- Input rows -

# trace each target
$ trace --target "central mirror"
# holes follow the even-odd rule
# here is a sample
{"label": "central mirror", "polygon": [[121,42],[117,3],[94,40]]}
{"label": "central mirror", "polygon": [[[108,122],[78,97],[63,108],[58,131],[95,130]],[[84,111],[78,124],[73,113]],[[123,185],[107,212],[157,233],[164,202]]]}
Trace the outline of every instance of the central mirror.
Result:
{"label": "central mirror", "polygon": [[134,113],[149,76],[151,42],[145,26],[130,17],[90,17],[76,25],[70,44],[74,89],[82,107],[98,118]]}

- Work to be completed -
Arrange every one of the rows above as a two-column Markdown table headed Number and Row Text, numbering each line in order and leaving out blank lines.

- Response -
| Number | Row Text |
|---|---|
| 1 | # trace each target |
| 2 | $ trace --target "central mirror" |
| 3 | # holes follow the even-odd rule |
| 4 | # here is a sample |
| 5 | {"label": "central mirror", "polygon": [[121,42],[117,3],[94,40]]} |
| 6 | {"label": "central mirror", "polygon": [[[108,122],[78,97],[63,108],[58,131],[95,130]],[[84,111],[78,124],[73,113]],[[123,185],[107,212],[157,233],[164,202]]]} |
| 7 | Trace the outline of every instance of the central mirror. |
| 8 | Result: |
| 9 | {"label": "central mirror", "polygon": [[134,113],[149,76],[151,42],[145,26],[130,17],[90,17],[76,25],[70,44],[74,89],[82,107],[98,118]]} |